- **Information shown**:

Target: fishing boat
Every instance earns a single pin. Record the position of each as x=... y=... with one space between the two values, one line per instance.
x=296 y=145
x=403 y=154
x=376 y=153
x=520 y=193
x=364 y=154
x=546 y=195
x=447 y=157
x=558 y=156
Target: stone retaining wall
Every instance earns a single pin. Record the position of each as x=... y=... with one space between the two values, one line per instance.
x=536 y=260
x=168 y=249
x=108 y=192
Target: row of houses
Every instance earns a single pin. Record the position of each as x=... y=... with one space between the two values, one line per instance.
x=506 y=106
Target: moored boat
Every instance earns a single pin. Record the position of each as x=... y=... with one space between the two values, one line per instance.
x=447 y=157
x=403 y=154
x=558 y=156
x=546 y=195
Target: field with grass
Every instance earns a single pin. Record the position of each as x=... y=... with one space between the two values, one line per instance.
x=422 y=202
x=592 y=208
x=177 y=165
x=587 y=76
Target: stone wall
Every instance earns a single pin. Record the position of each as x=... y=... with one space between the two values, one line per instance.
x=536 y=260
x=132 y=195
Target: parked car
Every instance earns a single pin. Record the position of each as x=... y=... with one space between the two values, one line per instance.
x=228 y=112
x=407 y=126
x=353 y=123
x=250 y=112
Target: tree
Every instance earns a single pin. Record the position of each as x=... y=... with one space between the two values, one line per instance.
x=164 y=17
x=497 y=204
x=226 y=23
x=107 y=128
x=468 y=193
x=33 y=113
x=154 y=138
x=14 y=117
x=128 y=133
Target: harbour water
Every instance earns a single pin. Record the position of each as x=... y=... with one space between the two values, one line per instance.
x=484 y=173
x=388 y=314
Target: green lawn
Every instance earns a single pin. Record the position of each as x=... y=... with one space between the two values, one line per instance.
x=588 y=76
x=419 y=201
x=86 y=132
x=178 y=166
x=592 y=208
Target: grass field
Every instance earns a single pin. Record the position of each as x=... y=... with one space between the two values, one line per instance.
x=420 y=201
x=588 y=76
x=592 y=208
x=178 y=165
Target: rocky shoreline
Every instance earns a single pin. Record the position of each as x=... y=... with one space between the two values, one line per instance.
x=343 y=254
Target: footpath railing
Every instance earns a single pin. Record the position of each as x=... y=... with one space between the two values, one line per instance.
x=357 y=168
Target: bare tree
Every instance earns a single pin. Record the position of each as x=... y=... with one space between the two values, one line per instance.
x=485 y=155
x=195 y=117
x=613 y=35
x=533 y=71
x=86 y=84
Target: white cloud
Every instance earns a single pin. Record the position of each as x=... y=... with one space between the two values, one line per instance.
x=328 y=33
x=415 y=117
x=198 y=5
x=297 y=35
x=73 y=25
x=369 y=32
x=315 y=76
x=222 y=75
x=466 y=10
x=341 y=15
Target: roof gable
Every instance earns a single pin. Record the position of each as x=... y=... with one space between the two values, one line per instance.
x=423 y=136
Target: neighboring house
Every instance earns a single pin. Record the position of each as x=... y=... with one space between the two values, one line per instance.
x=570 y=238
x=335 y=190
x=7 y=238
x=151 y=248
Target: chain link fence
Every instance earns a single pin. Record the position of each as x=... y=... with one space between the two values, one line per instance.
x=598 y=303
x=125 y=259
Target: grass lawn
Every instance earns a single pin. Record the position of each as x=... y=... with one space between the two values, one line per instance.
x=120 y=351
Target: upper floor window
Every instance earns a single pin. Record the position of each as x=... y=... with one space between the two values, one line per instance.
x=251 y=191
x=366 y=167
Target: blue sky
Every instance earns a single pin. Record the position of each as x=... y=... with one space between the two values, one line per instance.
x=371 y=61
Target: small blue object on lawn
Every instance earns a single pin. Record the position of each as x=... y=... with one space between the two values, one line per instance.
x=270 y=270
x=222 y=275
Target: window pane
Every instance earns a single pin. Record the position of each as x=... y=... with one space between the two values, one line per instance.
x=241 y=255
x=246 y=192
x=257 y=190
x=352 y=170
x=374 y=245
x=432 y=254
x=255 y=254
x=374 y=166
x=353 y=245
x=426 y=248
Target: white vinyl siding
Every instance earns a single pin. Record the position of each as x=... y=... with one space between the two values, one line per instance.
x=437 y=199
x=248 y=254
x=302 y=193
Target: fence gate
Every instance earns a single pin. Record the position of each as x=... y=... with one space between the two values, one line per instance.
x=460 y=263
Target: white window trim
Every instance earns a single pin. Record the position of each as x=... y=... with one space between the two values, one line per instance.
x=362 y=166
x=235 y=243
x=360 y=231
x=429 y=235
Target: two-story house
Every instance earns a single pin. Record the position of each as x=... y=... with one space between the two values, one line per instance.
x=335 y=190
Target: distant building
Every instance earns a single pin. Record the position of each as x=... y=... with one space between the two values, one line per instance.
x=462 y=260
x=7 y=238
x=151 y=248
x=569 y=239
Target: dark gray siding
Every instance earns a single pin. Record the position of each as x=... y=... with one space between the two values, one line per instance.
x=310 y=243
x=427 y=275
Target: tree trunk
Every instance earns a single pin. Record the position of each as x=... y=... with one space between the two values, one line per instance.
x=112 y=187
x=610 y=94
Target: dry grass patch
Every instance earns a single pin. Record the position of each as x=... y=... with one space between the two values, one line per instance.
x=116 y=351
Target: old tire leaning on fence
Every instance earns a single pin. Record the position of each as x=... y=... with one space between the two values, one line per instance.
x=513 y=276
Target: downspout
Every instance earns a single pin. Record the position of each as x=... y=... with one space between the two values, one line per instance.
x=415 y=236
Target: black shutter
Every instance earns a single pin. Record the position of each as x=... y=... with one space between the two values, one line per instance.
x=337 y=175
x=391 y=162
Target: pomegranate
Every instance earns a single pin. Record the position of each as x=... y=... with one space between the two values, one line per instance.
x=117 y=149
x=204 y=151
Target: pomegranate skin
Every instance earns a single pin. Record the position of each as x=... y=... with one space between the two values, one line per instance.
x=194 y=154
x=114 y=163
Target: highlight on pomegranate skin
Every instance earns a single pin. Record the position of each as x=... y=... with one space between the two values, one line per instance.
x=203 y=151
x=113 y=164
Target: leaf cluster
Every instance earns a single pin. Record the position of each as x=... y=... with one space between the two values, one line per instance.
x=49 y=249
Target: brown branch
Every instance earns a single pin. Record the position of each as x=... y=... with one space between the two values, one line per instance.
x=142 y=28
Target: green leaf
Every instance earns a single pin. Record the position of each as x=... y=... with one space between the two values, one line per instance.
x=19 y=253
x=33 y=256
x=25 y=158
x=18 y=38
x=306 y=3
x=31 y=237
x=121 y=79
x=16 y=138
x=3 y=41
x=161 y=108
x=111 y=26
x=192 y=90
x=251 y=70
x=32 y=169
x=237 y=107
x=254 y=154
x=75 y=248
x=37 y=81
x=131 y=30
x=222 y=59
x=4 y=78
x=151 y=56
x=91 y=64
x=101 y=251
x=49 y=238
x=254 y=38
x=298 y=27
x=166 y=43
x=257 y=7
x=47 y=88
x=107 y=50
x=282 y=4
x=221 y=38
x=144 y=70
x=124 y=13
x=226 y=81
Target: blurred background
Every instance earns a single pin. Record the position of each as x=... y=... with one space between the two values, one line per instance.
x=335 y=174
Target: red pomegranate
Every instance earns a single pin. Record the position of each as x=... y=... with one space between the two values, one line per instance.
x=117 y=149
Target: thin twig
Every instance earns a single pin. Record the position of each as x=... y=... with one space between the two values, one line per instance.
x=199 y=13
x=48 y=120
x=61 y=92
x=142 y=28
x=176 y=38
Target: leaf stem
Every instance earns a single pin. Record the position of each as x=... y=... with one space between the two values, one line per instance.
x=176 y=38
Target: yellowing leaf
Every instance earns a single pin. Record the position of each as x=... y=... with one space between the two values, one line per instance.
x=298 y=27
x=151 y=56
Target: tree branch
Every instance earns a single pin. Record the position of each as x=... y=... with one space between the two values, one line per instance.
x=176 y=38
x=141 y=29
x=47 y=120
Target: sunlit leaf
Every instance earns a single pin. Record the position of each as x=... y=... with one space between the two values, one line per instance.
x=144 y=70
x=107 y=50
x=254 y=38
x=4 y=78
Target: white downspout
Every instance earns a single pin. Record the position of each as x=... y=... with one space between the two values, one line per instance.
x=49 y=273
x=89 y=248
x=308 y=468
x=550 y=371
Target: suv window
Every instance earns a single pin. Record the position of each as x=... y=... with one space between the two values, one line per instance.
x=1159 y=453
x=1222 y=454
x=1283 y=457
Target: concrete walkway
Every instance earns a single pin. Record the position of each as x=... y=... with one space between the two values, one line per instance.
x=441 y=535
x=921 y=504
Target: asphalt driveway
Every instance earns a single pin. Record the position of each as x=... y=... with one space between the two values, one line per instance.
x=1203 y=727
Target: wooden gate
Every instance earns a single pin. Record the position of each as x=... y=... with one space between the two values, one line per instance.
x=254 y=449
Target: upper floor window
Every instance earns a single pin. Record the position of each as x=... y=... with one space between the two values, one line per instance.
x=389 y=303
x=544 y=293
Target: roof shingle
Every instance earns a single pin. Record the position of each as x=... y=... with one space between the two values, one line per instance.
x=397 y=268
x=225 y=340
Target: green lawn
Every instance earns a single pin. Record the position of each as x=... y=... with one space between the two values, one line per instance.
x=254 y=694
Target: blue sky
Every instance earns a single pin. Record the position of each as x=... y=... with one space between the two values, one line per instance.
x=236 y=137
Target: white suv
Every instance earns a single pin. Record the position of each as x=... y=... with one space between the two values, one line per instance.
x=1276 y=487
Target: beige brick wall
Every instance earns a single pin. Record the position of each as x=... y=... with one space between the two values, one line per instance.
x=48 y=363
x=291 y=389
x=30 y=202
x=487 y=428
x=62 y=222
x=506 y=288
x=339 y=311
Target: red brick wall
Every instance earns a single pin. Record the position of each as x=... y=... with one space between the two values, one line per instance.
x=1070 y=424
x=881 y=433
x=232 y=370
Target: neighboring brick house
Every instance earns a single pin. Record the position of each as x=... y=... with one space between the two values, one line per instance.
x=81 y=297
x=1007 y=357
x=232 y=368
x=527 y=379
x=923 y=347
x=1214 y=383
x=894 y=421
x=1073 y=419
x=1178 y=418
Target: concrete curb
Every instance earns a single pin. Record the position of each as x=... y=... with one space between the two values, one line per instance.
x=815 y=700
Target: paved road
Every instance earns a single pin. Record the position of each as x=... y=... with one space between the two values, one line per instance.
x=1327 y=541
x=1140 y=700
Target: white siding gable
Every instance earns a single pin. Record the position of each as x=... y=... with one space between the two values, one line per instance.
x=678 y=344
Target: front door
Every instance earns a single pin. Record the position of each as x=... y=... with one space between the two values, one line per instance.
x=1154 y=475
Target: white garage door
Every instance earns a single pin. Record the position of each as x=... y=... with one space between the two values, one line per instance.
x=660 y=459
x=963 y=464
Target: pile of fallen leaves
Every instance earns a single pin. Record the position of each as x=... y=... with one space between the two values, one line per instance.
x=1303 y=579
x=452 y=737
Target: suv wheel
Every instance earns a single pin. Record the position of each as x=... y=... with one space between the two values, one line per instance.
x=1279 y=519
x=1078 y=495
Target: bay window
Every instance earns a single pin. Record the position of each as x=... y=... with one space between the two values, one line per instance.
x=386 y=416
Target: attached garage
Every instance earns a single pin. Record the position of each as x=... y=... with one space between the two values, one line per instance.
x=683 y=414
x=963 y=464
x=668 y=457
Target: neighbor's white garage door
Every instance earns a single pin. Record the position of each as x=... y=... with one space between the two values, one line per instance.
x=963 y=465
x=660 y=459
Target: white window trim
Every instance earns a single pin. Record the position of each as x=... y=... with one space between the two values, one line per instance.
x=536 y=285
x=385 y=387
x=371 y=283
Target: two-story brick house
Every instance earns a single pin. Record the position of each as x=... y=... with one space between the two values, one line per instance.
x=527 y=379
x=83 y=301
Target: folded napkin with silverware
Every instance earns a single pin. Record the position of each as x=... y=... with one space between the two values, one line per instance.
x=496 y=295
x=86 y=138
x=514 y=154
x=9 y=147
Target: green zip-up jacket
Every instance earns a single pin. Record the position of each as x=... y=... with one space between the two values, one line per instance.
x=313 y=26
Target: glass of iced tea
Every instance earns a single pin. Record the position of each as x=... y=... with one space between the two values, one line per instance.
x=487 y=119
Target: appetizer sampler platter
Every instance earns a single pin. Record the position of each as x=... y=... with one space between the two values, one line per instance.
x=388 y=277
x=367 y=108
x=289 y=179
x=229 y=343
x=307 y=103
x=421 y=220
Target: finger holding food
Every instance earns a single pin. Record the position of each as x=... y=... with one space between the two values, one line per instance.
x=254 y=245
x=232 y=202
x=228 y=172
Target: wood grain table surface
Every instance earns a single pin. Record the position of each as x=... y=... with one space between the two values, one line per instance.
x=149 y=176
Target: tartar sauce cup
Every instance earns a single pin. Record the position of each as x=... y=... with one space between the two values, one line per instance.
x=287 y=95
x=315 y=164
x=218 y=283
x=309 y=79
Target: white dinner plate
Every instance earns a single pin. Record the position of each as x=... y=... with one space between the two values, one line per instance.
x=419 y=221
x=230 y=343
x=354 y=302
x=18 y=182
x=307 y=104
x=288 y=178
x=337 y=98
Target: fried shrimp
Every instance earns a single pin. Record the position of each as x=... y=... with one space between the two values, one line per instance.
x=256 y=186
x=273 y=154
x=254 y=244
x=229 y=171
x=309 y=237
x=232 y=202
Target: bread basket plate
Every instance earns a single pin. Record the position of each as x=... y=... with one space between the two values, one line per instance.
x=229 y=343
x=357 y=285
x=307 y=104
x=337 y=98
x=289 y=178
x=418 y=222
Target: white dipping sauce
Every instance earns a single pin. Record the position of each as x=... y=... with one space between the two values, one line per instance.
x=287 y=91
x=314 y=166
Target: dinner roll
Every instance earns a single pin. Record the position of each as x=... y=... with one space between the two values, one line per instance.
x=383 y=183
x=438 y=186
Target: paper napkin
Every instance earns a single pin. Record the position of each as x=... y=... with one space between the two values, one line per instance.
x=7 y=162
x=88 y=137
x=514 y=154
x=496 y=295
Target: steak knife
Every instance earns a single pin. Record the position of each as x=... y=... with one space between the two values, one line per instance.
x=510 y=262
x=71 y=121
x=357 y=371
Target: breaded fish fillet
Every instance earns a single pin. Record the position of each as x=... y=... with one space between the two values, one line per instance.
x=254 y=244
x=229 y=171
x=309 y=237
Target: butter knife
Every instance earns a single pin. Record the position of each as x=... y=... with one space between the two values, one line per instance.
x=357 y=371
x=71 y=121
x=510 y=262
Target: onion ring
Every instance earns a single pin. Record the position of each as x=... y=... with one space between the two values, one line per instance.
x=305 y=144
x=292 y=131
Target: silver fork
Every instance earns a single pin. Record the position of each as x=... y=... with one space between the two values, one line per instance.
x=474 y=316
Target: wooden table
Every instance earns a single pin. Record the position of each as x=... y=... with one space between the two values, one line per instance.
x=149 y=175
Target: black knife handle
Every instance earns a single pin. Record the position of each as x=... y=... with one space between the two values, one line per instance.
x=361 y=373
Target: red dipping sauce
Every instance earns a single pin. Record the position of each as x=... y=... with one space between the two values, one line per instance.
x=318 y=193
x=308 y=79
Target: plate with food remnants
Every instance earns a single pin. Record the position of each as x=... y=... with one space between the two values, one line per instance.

- **What is required**: Can you render the records from the start up to and including the line with "x=128 y=133" as a two-column CSV with the headers instruction and response? Give one row per record, with its text and its answer each in a single quoted field and line breaks replaced by spaces.

- **Solution for this problem**:
instruction,response
"Target: fishing boat Every instance earns a single pin. Record the position of each as x=... y=... with one space between the two values, one line per instance.","x=296 y=145 x=403 y=154 x=376 y=153 x=520 y=193 x=364 y=154 x=546 y=195 x=447 y=157 x=558 y=156"
"Target: stone retaining wall Every instance earns a single pin. Record the position of each as x=... y=... with one space between the two values, one line per instance.","x=536 y=260 x=168 y=249 x=108 y=192"
"Target: row of houses Every instance earns a single pin. Record the position of each as x=... y=... with one space between the two values, one line per instance.","x=506 y=106"
"Target: moored boat Every instance earns a single pin. Record the position of each as x=... y=... with one space between the two values, one line per instance.","x=447 y=157 x=403 y=154 x=558 y=156 x=546 y=195"
"Target: field with grass Every instance earns a single pin. Record the position of each as x=... y=... with one space between the two values, one line per instance.","x=422 y=202 x=592 y=208 x=177 y=165 x=587 y=76"
"Target: stone wall Every instance earns a single pin. Record the position of each as x=... y=... with one space between the two values, one line per instance.","x=536 y=260 x=132 y=195"
"Target: parked car Every instance earns a single pin. Record the position of each as x=... y=... with one space between the two values, one line per instance.","x=228 y=112 x=407 y=126 x=353 y=123 x=250 y=112"
"Target: tree Every instance earns a single pin. Record the position of each as x=... y=... with one space between the two values, one line per instance.","x=164 y=17 x=497 y=204 x=226 y=23 x=107 y=128 x=468 y=193 x=33 y=113 x=154 y=138 x=14 y=117 x=128 y=133"